EXERCISE GOAL> What lines in the material hold the string "wooden"? Copy out each of them.

RECORDED INFORMATION>
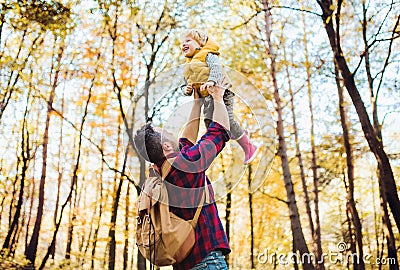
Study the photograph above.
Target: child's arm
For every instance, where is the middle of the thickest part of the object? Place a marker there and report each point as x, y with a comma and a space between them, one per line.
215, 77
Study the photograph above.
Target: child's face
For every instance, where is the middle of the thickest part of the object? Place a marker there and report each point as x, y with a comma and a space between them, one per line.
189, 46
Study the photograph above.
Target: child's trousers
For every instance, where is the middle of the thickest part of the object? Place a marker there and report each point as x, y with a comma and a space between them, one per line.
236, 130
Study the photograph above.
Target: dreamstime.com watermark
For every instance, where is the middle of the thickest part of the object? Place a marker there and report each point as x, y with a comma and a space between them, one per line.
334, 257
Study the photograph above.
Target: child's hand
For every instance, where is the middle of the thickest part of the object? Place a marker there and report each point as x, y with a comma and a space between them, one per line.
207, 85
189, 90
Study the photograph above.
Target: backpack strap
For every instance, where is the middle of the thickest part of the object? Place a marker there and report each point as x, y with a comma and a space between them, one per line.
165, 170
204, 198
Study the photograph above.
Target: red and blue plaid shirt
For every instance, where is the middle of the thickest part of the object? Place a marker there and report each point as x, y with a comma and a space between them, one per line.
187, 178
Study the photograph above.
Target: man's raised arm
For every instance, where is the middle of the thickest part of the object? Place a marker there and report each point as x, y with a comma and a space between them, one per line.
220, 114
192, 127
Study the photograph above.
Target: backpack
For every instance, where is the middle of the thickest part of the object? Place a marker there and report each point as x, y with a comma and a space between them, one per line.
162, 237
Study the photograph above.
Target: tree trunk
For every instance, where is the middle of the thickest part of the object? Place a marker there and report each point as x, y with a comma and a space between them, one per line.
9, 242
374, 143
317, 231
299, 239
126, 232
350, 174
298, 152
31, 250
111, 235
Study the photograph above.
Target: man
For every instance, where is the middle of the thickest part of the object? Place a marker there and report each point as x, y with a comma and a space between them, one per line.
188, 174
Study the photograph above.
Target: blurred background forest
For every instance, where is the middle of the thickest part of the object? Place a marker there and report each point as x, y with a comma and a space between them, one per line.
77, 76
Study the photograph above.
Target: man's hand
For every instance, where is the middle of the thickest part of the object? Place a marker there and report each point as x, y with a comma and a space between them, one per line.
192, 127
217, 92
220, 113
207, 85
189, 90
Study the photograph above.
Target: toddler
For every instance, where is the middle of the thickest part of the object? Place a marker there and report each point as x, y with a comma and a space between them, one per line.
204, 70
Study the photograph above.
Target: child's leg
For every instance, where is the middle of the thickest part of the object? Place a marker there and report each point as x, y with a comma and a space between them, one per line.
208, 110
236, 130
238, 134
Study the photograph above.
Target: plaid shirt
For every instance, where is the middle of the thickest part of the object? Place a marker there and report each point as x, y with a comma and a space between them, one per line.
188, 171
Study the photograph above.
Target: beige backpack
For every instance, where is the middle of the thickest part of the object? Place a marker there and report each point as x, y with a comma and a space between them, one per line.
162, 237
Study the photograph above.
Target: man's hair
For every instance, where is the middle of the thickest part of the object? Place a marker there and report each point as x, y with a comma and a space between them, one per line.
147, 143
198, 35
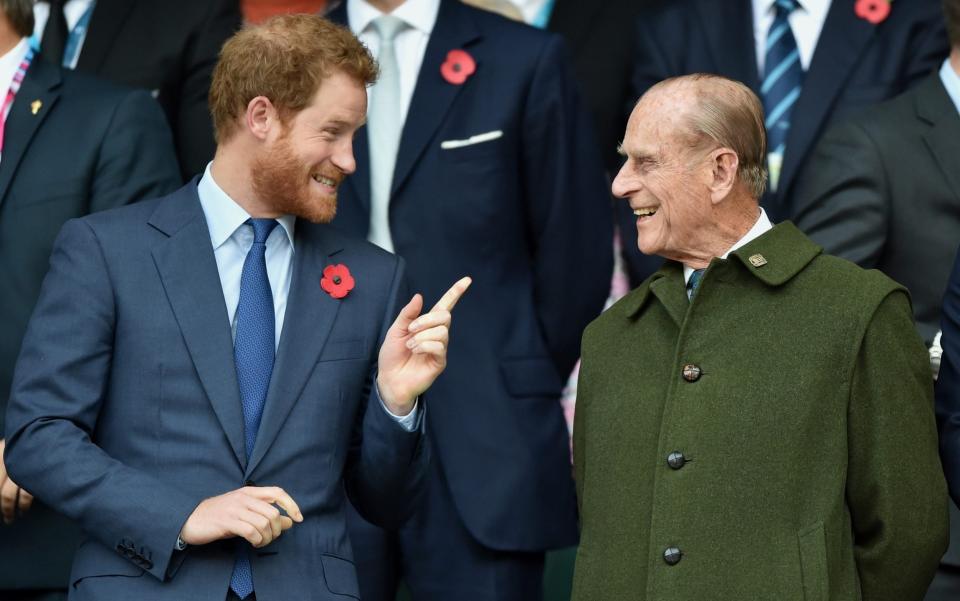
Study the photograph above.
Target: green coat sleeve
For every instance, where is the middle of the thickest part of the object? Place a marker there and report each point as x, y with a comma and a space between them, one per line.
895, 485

...

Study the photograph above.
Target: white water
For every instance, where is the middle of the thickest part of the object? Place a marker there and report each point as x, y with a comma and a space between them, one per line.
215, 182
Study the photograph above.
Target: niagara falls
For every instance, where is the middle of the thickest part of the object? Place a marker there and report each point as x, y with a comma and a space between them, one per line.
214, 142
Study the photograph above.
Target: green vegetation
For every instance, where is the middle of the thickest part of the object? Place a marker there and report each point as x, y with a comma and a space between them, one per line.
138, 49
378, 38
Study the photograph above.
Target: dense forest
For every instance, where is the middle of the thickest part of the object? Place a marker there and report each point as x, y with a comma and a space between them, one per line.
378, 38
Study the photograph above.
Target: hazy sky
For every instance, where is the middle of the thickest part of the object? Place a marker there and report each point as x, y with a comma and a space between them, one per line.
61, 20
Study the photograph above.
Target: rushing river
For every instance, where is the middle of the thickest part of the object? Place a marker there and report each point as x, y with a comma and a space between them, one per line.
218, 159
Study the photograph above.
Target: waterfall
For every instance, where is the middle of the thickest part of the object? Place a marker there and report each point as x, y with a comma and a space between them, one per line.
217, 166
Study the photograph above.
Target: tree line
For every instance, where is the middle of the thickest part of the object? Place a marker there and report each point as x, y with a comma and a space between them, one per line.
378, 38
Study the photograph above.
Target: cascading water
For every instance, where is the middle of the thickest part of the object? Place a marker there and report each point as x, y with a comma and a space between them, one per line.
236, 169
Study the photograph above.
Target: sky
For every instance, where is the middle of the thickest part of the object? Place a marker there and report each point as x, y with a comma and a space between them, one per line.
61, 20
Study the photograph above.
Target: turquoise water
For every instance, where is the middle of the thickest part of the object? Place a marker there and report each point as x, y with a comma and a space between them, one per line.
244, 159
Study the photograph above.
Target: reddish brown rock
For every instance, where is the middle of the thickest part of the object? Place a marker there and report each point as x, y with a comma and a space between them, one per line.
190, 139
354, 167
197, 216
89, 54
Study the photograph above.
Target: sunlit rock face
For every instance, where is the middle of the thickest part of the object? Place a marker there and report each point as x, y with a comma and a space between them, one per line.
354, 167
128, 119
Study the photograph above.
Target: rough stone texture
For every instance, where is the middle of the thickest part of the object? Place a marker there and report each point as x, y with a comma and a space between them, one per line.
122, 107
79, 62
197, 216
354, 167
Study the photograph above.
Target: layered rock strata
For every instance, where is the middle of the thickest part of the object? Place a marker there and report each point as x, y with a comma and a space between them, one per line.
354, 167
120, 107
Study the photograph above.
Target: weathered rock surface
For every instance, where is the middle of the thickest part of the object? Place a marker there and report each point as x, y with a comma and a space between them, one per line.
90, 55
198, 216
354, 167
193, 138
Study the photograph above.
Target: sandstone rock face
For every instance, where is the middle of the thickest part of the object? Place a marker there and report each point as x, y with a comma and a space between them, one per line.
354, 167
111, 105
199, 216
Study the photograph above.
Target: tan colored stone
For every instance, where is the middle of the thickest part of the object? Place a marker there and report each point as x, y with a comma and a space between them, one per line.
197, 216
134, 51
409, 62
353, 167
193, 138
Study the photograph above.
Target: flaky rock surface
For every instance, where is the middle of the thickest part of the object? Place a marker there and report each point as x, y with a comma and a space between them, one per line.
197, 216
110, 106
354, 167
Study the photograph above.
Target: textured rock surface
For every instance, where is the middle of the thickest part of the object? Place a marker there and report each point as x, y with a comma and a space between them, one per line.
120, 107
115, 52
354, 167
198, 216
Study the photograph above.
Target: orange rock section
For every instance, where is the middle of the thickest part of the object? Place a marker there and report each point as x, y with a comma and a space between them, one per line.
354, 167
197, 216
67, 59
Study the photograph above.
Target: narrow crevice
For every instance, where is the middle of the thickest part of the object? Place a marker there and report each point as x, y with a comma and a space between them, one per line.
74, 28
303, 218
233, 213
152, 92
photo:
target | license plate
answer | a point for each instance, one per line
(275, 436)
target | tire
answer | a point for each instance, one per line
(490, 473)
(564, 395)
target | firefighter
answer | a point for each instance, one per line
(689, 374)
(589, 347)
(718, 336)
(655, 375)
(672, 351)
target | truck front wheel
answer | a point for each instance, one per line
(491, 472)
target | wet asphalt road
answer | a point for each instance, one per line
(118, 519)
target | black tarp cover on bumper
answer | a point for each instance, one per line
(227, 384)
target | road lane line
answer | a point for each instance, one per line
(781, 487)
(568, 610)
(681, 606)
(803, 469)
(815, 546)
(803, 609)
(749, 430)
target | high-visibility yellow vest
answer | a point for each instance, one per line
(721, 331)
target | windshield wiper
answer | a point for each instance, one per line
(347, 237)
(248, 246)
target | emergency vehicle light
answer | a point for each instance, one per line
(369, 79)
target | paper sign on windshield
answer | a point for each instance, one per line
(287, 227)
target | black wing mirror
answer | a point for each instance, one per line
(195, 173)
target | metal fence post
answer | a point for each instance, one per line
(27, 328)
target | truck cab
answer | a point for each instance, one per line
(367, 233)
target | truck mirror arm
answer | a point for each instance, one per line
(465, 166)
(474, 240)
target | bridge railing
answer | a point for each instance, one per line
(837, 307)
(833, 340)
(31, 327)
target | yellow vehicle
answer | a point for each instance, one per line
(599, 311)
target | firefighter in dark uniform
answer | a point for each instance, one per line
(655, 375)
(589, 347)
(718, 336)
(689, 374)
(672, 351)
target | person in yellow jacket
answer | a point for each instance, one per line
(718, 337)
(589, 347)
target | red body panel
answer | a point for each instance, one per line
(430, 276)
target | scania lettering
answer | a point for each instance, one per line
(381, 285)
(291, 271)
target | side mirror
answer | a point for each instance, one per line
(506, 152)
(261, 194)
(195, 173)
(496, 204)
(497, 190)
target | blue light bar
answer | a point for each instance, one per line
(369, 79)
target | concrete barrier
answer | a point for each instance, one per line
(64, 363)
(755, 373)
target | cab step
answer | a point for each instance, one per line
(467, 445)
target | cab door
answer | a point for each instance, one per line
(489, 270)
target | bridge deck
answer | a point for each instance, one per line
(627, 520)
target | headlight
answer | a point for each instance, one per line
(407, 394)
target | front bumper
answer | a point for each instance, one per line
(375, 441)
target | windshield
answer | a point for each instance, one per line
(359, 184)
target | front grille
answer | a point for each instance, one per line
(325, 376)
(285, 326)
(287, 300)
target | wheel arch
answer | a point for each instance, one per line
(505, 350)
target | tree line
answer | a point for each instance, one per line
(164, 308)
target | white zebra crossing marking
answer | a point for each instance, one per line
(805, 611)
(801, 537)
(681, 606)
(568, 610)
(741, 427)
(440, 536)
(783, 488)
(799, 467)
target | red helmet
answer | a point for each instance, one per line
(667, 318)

--

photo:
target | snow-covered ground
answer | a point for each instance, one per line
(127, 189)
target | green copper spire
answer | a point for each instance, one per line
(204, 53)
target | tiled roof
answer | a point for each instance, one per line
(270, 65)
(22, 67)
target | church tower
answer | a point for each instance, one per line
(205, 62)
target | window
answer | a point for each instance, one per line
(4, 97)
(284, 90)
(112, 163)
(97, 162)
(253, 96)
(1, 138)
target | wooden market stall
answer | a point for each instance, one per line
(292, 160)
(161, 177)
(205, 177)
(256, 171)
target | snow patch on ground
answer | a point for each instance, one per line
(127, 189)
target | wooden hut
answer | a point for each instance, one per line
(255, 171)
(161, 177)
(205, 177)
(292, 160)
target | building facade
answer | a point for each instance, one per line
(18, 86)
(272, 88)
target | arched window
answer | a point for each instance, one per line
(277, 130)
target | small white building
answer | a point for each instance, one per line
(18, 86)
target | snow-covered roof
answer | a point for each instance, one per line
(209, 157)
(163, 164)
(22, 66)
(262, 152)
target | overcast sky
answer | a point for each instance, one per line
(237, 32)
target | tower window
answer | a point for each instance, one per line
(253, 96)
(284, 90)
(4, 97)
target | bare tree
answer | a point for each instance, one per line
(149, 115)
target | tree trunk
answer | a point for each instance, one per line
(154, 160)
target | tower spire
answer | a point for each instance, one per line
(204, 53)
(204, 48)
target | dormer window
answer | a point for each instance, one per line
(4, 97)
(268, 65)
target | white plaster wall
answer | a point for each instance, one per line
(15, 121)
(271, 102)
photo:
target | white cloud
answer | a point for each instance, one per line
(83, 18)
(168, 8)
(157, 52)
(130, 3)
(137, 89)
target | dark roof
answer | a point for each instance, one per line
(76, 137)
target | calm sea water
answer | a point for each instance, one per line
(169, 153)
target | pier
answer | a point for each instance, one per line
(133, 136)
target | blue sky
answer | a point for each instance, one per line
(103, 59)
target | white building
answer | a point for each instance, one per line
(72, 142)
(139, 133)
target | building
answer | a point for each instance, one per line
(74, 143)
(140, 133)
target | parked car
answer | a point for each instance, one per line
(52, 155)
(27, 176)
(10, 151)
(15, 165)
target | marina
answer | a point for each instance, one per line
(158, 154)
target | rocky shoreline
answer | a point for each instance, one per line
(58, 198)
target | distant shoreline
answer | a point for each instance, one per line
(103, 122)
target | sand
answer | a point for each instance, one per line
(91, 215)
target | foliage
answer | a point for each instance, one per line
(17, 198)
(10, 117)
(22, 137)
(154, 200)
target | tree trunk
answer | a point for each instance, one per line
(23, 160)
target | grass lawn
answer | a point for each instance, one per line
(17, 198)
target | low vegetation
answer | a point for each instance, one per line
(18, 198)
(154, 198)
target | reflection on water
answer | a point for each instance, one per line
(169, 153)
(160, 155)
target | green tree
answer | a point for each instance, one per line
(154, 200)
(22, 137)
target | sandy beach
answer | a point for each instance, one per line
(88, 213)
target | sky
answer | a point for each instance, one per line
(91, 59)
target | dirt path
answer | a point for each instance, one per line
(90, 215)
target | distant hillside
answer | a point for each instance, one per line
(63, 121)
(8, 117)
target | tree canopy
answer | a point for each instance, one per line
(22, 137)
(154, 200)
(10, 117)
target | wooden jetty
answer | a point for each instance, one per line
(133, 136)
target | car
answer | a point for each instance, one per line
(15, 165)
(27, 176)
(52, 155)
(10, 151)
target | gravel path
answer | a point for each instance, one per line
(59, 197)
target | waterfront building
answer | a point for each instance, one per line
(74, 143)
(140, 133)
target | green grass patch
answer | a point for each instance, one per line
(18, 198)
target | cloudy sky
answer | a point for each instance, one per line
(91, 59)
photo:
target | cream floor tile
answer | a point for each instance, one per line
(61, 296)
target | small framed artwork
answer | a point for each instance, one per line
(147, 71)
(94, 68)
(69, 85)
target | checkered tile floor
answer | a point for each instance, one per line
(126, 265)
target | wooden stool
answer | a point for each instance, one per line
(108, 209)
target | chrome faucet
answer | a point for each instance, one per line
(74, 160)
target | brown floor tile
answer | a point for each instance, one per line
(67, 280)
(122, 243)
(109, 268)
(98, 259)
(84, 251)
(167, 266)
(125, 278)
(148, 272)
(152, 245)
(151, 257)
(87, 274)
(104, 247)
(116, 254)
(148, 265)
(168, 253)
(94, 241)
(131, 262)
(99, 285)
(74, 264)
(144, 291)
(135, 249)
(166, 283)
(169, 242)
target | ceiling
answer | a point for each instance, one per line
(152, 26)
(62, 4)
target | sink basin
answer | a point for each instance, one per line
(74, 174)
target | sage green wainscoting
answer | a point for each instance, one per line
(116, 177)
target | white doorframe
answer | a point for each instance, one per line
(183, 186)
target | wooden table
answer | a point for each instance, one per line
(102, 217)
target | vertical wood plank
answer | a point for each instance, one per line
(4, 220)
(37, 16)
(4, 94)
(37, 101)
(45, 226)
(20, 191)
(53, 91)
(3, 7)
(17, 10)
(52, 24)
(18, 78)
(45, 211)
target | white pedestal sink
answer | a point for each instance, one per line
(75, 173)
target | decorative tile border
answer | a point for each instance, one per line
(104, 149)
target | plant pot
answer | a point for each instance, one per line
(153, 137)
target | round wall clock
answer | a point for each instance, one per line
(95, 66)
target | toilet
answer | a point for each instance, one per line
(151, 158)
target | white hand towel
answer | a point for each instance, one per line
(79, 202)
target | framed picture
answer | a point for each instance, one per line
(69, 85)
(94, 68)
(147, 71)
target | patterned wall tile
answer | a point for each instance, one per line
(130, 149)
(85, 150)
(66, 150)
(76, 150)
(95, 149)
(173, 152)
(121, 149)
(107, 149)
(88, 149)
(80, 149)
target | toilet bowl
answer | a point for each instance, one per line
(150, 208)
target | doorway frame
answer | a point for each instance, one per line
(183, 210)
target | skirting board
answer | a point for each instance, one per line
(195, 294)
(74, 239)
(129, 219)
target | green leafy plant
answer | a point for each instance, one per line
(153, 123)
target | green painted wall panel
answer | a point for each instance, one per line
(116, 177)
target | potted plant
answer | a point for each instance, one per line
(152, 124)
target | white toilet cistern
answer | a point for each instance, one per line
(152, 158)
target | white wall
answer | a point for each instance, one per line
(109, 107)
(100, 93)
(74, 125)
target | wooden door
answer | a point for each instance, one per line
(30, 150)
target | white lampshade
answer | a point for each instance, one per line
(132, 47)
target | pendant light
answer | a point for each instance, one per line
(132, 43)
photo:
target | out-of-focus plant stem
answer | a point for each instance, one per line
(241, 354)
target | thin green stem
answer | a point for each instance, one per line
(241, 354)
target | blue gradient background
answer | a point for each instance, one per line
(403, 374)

SOLVED PROBLEM>
target | wooden market stall
target | wooden hut
target | wooden jetty
target | wooden stool
target | wooden table
target | wooden door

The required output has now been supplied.